DATA FOR THIS EXERCISE:
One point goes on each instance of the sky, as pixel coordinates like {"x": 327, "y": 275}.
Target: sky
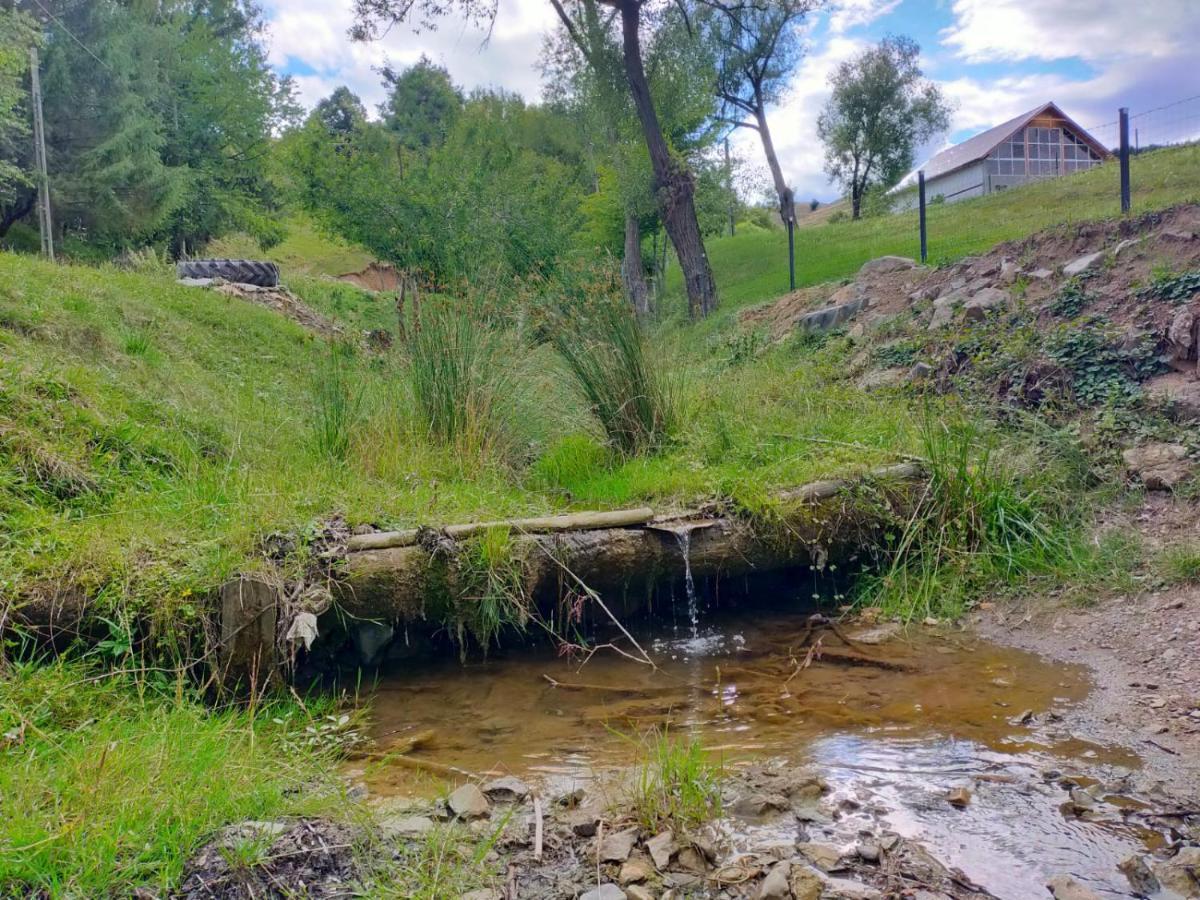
{"x": 993, "y": 59}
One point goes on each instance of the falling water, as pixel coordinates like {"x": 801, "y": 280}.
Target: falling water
{"x": 684, "y": 537}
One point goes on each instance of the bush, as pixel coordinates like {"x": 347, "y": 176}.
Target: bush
{"x": 606, "y": 352}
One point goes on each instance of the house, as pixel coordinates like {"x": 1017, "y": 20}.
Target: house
{"x": 1042, "y": 143}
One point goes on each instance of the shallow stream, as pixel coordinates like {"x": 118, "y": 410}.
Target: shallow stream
{"x": 892, "y": 743}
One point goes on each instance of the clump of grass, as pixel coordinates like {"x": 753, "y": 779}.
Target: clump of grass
{"x": 461, "y": 379}
{"x": 1180, "y": 564}
{"x": 337, "y": 395}
{"x": 605, "y": 349}
{"x": 977, "y": 523}
{"x": 108, "y": 784}
{"x": 676, "y": 784}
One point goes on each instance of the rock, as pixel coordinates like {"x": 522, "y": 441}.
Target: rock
{"x": 468, "y": 802}
{"x": 406, "y": 826}
{"x": 661, "y": 849}
{"x": 959, "y": 797}
{"x": 1159, "y": 467}
{"x": 1181, "y": 873}
{"x": 869, "y": 852}
{"x": 507, "y": 789}
{"x": 371, "y": 639}
{"x": 807, "y": 885}
{"x": 1065, "y": 887}
{"x": 634, "y": 870}
{"x": 984, "y": 301}
{"x": 882, "y": 265}
{"x": 1078, "y": 267}
{"x": 847, "y": 889}
{"x": 757, "y": 805}
{"x": 777, "y": 886}
{"x": 617, "y": 846}
{"x": 605, "y": 892}
{"x": 1141, "y": 880}
{"x": 921, "y": 372}
{"x": 825, "y": 857}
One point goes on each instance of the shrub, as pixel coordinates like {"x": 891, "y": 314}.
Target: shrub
{"x": 606, "y": 352}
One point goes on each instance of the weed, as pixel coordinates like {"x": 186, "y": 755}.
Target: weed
{"x": 337, "y": 395}
{"x": 676, "y": 784}
{"x": 606, "y": 352}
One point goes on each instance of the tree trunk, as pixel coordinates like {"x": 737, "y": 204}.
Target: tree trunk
{"x": 631, "y": 268}
{"x": 673, "y": 183}
{"x": 786, "y": 199}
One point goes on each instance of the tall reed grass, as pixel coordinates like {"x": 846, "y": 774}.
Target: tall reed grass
{"x": 607, "y": 353}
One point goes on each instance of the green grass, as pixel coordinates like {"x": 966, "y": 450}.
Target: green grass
{"x": 753, "y": 267}
{"x": 109, "y": 783}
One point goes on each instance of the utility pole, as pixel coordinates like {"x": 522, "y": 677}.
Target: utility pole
{"x": 43, "y": 179}
{"x": 729, "y": 185}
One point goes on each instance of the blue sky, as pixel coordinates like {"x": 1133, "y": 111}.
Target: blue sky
{"x": 993, "y": 59}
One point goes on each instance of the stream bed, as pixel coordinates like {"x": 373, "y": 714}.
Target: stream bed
{"x": 951, "y": 712}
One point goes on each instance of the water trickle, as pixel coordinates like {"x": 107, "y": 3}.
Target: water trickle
{"x": 684, "y": 537}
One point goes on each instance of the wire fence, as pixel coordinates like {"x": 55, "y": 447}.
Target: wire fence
{"x": 1045, "y": 174}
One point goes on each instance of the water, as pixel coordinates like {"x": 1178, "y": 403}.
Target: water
{"x": 892, "y": 743}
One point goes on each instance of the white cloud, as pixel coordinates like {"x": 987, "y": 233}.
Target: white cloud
{"x": 1092, "y": 30}
{"x": 846, "y": 15}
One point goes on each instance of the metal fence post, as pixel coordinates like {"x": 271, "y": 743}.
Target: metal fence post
{"x": 921, "y": 204}
{"x": 1125, "y": 159}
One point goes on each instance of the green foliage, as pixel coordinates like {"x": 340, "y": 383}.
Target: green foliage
{"x": 337, "y": 394}
{"x": 880, "y": 111}
{"x": 461, "y": 381}
{"x": 676, "y": 785}
{"x": 109, "y": 784}
{"x": 1171, "y": 287}
{"x": 978, "y": 522}
{"x": 606, "y": 352}
{"x": 1102, "y": 369}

EXERCISE BRIEF:
Would you print the whole listing exactly, omitting the pictures?

REPLY TO THE EXERCISE:
One point goes on each instance of the sky, as pixel coordinates like {"x": 327, "y": 275}.
Target: sky
{"x": 993, "y": 59}
One point goes on each instance of the falling water, as pixel coordinates like {"x": 801, "y": 280}.
Target: falling water
{"x": 684, "y": 537}
One point goes on each instance of the bush, as pixel coordinates like {"x": 347, "y": 176}.
Target: bush
{"x": 606, "y": 352}
One point goes on each instance of the house, as pixel coordinates like {"x": 1017, "y": 20}.
Target: house
{"x": 1042, "y": 143}
One point goes on each instance of the shallow stream, as pixel coordinates like {"x": 118, "y": 410}.
Target: shallow stream
{"x": 892, "y": 743}
One point goes on each instance of the clump of grass, as pixel coordinates like {"x": 753, "y": 779}.
Target: clump of grass
{"x": 461, "y": 379}
{"x": 1180, "y": 564}
{"x": 337, "y": 395}
{"x": 605, "y": 349}
{"x": 977, "y": 523}
{"x": 108, "y": 784}
{"x": 676, "y": 784}
One point goes on each instance of the rock, as pixel coordinates like {"x": 522, "y": 441}.
Target: rock
{"x": 468, "y": 802}
{"x": 406, "y": 826}
{"x": 661, "y": 849}
{"x": 959, "y": 797}
{"x": 1159, "y": 467}
{"x": 1181, "y": 873}
{"x": 869, "y": 852}
{"x": 507, "y": 789}
{"x": 371, "y": 639}
{"x": 807, "y": 885}
{"x": 1065, "y": 887}
{"x": 634, "y": 870}
{"x": 984, "y": 301}
{"x": 882, "y": 265}
{"x": 1078, "y": 267}
{"x": 847, "y": 889}
{"x": 757, "y": 805}
{"x": 777, "y": 886}
{"x": 617, "y": 846}
{"x": 605, "y": 892}
{"x": 1141, "y": 880}
{"x": 921, "y": 372}
{"x": 825, "y": 857}
One point goes on each instance of the shrub, as pixel coordinates like {"x": 891, "y": 314}.
Target: shrub
{"x": 606, "y": 352}
One point goes on each instance of the weed, as pixel coordinates like {"x": 186, "y": 755}.
Target: weed
{"x": 337, "y": 395}
{"x": 676, "y": 784}
{"x": 606, "y": 352}
One point goes on each instance of the tree trunk, as pixel coordinates like {"x": 737, "y": 204}.
Target: tree trunk
{"x": 631, "y": 268}
{"x": 673, "y": 183}
{"x": 786, "y": 199}
One point goes on each instance of the tall reed grass, as pixel coordinates like {"x": 846, "y": 774}.
Target: tall reed grass
{"x": 607, "y": 353}
One point goes on each instance of the green grass, as pixel coordinates like {"x": 966, "y": 450}.
Target: green grass
{"x": 753, "y": 267}
{"x": 109, "y": 783}
One point goes on each instance of the utility pole, as pixel coordinates like {"x": 522, "y": 677}.
Target: utility pole
{"x": 43, "y": 179}
{"x": 729, "y": 185}
One point goes on each instance of the blue sky, as pixel coordinates like {"x": 1133, "y": 111}.
Target: blue sky
{"x": 993, "y": 59}
One point goes on each instance of the stream bed, as pixel coordinates like {"x": 373, "y": 714}.
Target: stream bed
{"x": 951, "y": 712}
One point goes on each instance of the water trickle, as pixel coordinates like {"x": 107, "y": 3}.
Target: water trickle
{"x": 684, "y": 537}
One point goes on each instance of the wire fence, as pixel coordinates like {"x": 55, "y": 447}.
Target: wire fence
{"x": 1045, "y": 174}
One point goes on each instance of the water, as pixel coordinates like {"x": 1178, "y": 403}.
Target: water
{"x": 892, "y": 743}
One point goes on each instance of the white cloud, as pixel coordinates like {"x": 987, "y": 233}.
Target: white cloud
{"x": 1092, "y": 30}
{"x": 846, "y": 15}
One point goes on each instance of the metal fence post, as pixel coordinates like {"x": 271, "y": 743}.
Target: metal fence post
{"x": 921, "y": 204}
{"x": 1125, "y": 159}
One point goes on each instance of the green foliage, as pixel coordinates like {"x": 340, "y": 383}.
Target: green foliage
{"x": 337, "y": 394}
{"x": 880, "y": 111}
{"x": 461, "y": 381}
{"x": 676, "y": 785}
{"x": 109, "y": 784}
{"x": 1171, "y": 287}
{"x": 978, "y": 522}
{"x": 606, "y": 352}
{"x": 1102, "y": 369}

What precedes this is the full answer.